Task description » How many lines in the rows below contain the string "bowl"? Case counts. Reply with the number alone.

Material »
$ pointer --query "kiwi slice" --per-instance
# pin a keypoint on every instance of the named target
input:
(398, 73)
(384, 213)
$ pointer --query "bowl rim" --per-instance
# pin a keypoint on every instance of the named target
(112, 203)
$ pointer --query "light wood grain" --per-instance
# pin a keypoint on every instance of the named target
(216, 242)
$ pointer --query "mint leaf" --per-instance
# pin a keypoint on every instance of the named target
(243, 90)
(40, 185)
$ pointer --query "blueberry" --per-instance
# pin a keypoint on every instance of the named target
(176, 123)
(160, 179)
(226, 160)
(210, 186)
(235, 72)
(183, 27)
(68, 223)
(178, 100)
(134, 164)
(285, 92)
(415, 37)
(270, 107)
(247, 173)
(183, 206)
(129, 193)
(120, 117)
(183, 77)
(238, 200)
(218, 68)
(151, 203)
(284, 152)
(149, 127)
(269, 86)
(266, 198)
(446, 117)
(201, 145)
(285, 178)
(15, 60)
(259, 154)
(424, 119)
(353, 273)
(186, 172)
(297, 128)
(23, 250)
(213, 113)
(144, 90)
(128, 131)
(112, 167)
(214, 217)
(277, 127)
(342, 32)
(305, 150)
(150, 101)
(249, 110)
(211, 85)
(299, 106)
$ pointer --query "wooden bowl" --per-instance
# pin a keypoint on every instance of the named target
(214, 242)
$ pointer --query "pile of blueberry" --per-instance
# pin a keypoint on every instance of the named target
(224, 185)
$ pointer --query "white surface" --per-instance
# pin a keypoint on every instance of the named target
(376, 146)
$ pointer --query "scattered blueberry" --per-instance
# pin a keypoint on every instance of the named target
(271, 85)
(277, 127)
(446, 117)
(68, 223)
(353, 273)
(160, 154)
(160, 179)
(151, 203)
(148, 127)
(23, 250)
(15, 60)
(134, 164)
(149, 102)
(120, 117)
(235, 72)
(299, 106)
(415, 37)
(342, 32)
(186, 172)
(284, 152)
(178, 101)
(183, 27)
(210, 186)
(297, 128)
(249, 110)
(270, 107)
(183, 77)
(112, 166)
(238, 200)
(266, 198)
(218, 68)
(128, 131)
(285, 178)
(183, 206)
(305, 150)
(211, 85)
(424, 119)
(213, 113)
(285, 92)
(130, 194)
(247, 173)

The answer » 2